- [Task statement]
Arrange the lines from the one containing "Subject = rough stone masonry" through the one containing "830,278 -> 1270,872", inclusive, as a Markdown table with the columns Row and Line. Number each row and leave out any blank lines.

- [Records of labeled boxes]
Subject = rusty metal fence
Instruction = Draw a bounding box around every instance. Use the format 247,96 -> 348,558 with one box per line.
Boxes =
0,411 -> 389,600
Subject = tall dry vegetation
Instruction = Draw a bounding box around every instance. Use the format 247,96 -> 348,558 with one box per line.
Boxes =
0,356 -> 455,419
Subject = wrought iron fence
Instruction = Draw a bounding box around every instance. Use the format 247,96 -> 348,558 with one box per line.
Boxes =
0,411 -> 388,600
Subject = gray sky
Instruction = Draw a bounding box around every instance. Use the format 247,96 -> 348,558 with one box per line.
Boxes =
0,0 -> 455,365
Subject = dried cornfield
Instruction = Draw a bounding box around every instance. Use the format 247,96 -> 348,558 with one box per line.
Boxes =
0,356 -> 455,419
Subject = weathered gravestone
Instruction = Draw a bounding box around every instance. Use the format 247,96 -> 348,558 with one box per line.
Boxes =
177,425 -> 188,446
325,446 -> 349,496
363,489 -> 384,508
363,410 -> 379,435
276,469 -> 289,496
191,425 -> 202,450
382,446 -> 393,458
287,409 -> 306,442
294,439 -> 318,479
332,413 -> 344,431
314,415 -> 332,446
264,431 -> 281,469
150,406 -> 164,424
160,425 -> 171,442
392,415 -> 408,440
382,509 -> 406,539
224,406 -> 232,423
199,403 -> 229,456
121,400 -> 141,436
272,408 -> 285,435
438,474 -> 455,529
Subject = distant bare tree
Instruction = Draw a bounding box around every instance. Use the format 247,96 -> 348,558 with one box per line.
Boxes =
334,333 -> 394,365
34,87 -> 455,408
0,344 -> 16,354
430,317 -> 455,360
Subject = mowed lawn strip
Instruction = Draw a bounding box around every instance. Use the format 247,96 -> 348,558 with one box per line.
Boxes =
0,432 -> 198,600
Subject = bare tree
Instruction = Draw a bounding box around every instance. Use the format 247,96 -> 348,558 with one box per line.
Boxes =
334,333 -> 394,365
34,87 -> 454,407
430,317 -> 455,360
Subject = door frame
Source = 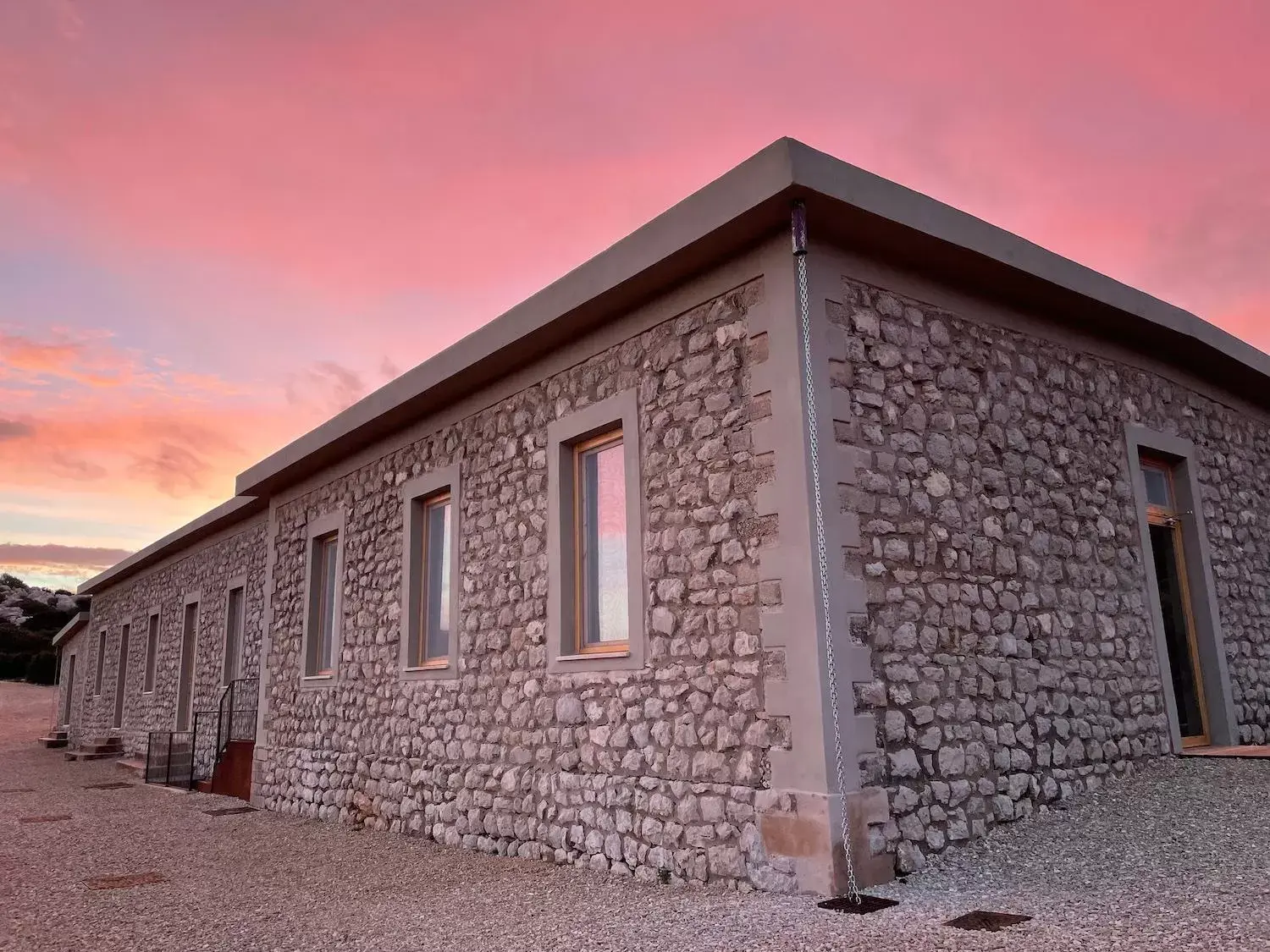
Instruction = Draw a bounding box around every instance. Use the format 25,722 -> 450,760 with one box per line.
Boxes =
1125,426 -> 1240,754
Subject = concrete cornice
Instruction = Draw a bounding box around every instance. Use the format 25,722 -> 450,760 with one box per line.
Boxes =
78,497 -> 268,596
52,612 -> 89,647
229,139 -> 1270,497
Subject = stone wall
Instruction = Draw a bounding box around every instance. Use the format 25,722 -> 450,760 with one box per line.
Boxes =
69,515 -> 266,757
254,281 -> 797,890
828,272 -> 1270,871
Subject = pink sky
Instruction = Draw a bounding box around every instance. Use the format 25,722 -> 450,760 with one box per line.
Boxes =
0,0 -> 1270,584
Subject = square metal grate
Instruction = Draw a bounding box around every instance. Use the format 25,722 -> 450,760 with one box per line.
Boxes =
817,895 -> 899,916
944,909 -> 1031,932
84,872 -> 168,890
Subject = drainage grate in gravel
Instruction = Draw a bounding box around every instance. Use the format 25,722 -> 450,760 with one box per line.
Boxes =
944,909 -> 1031,932
84,872 -> 168,890
817,895 -> 899,916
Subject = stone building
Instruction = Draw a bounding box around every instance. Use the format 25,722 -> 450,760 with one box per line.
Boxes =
52,140 -> 1270,893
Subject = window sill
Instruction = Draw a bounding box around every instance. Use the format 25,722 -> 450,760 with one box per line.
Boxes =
556,647 -> 632,662
400,658 -> 459,680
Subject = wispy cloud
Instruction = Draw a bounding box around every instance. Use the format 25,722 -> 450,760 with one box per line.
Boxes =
0,418 -> 35,441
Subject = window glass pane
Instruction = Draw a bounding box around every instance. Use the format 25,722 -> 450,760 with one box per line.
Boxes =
578,441 -> 629,647
423,500 -> 451,660
318,537 -> 335,672
1142,466 -> 1173,509
144,614 -> 159,691
93,631 -> 106,695
225,589 -> 243,685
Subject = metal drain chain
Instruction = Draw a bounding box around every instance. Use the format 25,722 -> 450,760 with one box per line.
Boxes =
792,202 -> 860,904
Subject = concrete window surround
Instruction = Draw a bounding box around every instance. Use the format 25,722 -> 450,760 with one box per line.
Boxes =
300,509 -> 345,691
548,390 -> 647,672
141,606 -> 163,695
1125,426 -> 1240,754
399,464 -> 462,680
221,575 -> 248,687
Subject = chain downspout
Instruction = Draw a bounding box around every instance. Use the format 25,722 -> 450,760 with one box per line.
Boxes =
792,202 -> 860,903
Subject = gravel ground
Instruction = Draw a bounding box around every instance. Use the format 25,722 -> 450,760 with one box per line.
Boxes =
0,682 -> 1270,952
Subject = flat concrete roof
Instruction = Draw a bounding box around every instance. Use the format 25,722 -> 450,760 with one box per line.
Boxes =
52,612 -> 89,647
78,497 -> 269,596
236,139 -> 1270,500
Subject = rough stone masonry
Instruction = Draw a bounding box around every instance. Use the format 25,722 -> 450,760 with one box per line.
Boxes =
830,278 -> 1270,872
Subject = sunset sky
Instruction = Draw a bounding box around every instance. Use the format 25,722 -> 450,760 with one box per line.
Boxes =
0,0 -> 1270,586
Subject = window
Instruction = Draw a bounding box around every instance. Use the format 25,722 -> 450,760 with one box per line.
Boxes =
305,531 -> 340,678
223,586 -> 246,685
401,464 -> 461,680
93,630 -> 106,696
548,390 -> 647,672
411,493 -> 451,668
573,431 -> 630,654
141,611 -> 159,695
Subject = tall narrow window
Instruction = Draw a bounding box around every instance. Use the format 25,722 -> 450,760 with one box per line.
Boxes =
411,493 -> 452,668
177,597 -> 198,731
93,631 -> 106,695
1142,456 -> 1209,746
224,588 -> 246,685
573,431 -> 630,654
141,612 -> 159,695
305,532 -> 340,678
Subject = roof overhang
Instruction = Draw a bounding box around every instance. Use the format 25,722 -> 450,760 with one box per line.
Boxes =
78,497 -> 269,596
236,139 -> 1270,497
52,612 -> 89,647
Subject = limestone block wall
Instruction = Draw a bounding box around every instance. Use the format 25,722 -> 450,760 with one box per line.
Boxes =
254,279 -> 813,890
827,272 -> 1270,871
70,515 -> 266,757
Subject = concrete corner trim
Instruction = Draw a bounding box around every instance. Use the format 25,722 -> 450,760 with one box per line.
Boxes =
398,462 -> 464,680
1124,424 -> 1240,753
546,390 -> 648,673
296,509 -> 345,691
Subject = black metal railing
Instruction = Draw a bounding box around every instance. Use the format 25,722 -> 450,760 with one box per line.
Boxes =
146,731 -> 195,789
146,678 -> 259,790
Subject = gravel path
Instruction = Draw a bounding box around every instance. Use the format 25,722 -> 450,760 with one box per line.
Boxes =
0,683 -> 1270,952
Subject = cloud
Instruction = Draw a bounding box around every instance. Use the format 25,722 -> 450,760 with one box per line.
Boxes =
129,443 -> 213,497
0,542 -> 132,570
284,360 -> 366,415
0,418 -> 35,441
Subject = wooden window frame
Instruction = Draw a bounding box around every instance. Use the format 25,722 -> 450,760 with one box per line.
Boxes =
93,629 -> 107,697
141,608 -> 163,695
221,578 -> 246,687
398,461 -> 464,680
546,388 -> 650,674
1138,452 -> 1212,748
571,426 -> 630,655
406,489 -> 455,672
305,538 -> 340,678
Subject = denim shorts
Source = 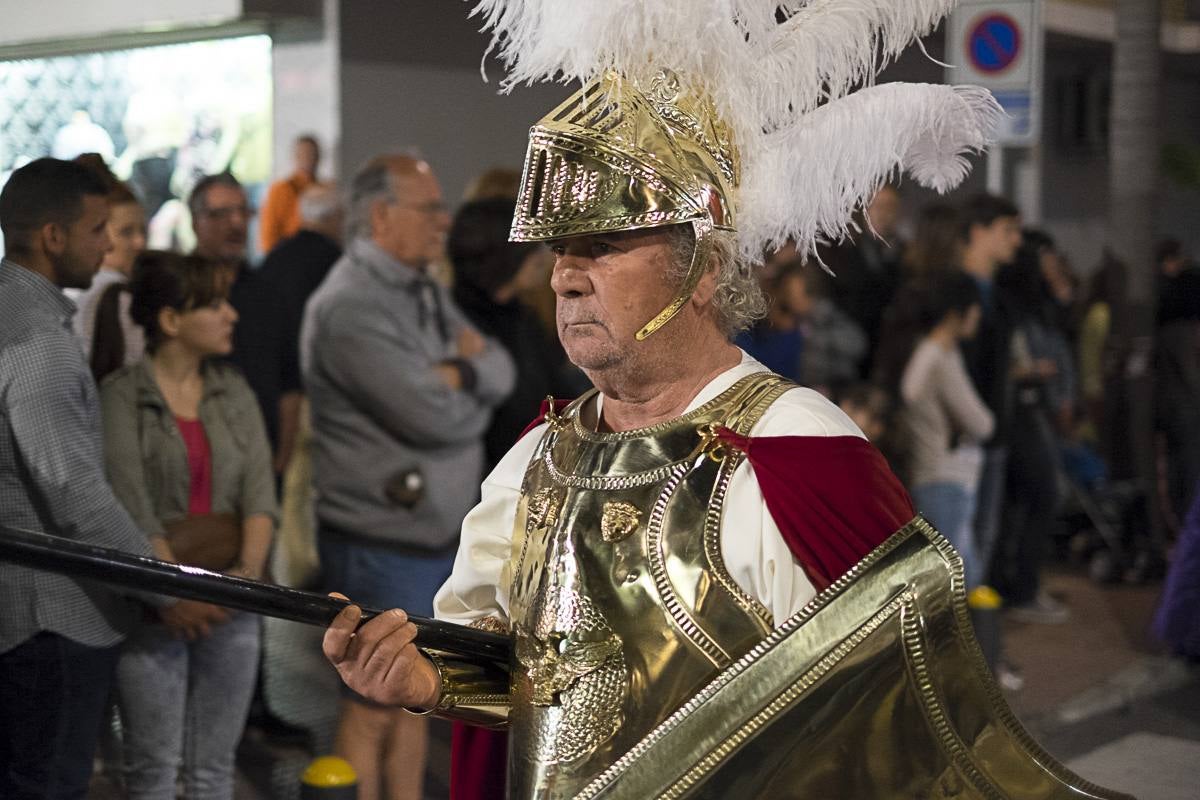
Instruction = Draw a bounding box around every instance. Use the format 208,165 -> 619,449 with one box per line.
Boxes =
317,525 -> 457,616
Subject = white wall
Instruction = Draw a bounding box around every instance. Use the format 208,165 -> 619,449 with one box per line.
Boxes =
271,0 -> 342,179
0,0 -> 242,46
341,62 -> 561,206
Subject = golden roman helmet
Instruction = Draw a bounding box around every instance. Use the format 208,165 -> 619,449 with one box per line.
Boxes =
510,70 -> 740,341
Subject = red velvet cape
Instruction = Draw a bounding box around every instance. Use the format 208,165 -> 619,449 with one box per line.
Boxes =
450,405 -> 914,800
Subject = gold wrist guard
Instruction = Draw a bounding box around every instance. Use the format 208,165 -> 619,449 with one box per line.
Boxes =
413,650 -> 511,728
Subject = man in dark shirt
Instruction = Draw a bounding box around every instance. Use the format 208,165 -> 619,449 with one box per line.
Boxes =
0,158 -> 186,800
254,184 -> 344,475
960,194 -> 1021,623
187,173 -> 300,474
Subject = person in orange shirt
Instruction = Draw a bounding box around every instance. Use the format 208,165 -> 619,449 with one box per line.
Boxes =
258,133 -> 320,255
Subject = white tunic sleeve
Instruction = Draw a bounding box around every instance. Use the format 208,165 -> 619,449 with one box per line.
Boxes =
721,389 -> 863,625
433,423 -> 546,625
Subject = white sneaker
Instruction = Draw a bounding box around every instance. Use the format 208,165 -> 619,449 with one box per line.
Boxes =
1008,591 -> 1070,625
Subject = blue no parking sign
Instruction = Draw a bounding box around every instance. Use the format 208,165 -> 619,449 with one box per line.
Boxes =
946,0 -> 1043,146
967,13 -> 1022,74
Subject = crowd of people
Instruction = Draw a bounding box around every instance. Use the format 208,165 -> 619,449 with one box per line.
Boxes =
0,137 -> 1200,800
738,186 -> 1200,686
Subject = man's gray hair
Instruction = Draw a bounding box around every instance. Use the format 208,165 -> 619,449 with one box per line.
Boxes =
346,156 -> 400,239
667,224 -> 767,341
300,184 -> 342,224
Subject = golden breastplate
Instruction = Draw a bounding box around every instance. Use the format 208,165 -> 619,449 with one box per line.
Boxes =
509,373 -> 792,798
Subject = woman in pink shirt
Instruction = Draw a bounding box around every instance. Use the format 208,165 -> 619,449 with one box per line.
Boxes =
101,251 -> 277,800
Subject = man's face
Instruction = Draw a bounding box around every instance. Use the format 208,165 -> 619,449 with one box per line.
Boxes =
192,184 -> 251,263
973,217 -> 1021,266
47,194 -> 113,289
550,228 -> 676,371
371,167 -> 450,267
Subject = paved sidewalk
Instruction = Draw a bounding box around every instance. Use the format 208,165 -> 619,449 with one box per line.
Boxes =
1004,572 -> 1200,800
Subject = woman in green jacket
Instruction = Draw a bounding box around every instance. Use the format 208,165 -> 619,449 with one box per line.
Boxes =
97,251 -> 277,800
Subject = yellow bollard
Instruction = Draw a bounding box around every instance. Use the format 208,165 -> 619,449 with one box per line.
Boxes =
300,756 -> 359,800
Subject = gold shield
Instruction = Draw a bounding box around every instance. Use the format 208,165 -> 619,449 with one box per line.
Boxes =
577,517 -> 1127,800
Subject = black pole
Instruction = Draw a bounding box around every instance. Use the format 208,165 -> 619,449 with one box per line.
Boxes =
0,525 -> 511,664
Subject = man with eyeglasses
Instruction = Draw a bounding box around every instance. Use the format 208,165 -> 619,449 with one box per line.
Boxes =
300,155 -> 515,800
187,173 -> 301,489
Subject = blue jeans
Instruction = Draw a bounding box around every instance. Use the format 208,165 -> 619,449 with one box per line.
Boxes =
0,631 -> 118,800
912,482 -> 984,591
317,525 -> 457,616
972,446 -> 1008,581
116,612 -> 260,800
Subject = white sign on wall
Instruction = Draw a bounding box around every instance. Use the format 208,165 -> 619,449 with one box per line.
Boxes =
946,0 -> 1044,145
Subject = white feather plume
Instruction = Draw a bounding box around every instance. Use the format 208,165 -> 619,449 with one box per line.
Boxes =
473,0 -> 1002,259
748,0 -> 958,128
738,83 -> 1003,259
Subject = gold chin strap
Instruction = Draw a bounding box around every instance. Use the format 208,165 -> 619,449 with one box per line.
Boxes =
635,218 -> 713,342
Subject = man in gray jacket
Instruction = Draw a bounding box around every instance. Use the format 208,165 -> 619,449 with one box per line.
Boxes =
0,158 -> 196,800
301,156 -> 515,800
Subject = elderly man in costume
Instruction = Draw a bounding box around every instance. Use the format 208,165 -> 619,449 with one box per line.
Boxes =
324,0 -> 1132,798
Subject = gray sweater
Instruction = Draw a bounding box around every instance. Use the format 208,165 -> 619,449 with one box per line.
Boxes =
900,338 -> 995,492
300,239 -> 515,549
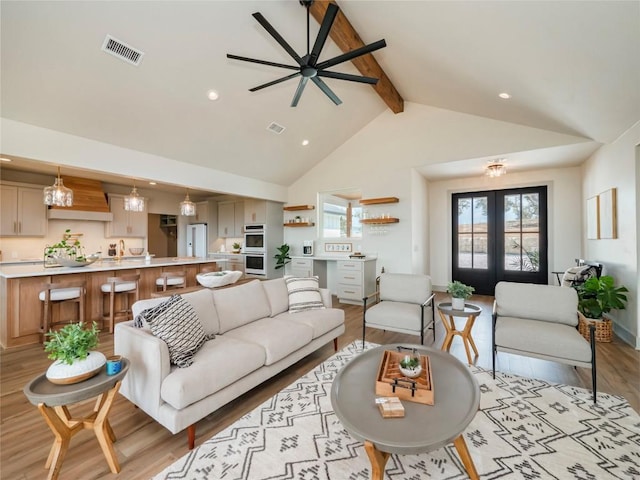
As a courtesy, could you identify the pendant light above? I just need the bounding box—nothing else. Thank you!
[124,180,144,212]
[180,189,196,217]
[42,167,73,207]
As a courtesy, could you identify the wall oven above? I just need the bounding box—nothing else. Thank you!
[244,253,267,275]
[244,224,265,254]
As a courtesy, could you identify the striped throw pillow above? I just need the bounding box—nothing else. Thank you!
[136,295,214,368]
[284,277,325,313]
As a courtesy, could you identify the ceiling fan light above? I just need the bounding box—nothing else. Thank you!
[42,167,73,207]
[180,192,196,217]
[124,185,144,212]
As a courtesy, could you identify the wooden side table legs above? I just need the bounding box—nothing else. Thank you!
[438,310,478,365]
[38,382,122,480]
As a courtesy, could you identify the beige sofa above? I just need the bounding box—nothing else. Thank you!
[114,278,344,448]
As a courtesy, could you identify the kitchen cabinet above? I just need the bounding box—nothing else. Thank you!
[0,185,47,237]
[218,202,244,238]
[104,194,148,238]
[336,259,376,305]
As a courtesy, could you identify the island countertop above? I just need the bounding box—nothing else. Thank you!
[0,257,224,278]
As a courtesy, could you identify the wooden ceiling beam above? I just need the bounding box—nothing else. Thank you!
[309,0,404,113]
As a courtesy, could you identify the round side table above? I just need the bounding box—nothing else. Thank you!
[438,302,482,365]
[23,358,129,480]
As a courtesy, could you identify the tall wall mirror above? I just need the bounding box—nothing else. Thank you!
[318,189,362,238]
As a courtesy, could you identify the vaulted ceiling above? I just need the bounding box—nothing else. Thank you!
[0,0,640,189]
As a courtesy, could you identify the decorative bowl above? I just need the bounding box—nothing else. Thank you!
[51,253,100,267]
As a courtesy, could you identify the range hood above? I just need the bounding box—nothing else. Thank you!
[47,176,113,222]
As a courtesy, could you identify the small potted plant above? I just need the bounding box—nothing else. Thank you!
[273,243,291,270]
[44,322,107,384]
[447,280,475,310]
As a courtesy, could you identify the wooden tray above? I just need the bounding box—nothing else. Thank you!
[376,350,434,405]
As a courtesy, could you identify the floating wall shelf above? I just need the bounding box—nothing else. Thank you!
[282,205,316,212]
[360,197,400,205]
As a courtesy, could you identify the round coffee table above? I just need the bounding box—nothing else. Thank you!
[23,358,129,480]
[438,302,482,365]
[331,344,480,480]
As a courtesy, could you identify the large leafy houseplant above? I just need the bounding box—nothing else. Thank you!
[576,275,629,319]
[44,322,100,365]
[273,243,291,269]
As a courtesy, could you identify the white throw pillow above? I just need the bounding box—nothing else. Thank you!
[284,277,325,313]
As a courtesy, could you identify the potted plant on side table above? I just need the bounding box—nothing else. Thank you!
[576,275,629,342]
[447,280,475,310]
[44,322,107,385]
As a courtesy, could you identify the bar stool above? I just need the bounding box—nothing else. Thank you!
[156,270,187,292]
[38,280,87,342]
[100,274,140,333]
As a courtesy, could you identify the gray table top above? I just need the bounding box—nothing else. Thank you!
[331,344,480,454]
[23,358,129,407]
[438,302,482,317]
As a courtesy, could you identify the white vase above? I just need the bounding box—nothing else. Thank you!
[46,351,107,385]
[451,297,464,310]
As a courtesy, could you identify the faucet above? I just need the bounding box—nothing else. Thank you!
[116,239,124,260]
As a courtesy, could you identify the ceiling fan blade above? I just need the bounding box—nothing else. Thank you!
[249,72,300,92]
[291,77,309,107]
[316,39,387,70]
[311,77,342,105]
[317,70,378,85]
[227,53,300,70]
[309,3,339,67]
[253,12,304,66]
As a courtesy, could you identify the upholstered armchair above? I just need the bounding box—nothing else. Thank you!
[362,273,436,345]
[492,282,596,403]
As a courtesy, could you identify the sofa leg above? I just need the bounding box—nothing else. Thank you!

- [Result for this exercise]
| Row | Line |
|---|---|
| 1 | Subject = rough stone masonry |
| 2 | Instruction = Draw a bounding box around every instance. Use the format 25,722 -> 450,760 with one box per line. |
| 3 | Boxes = |
| 4 | 830,278 -> 1270,872 |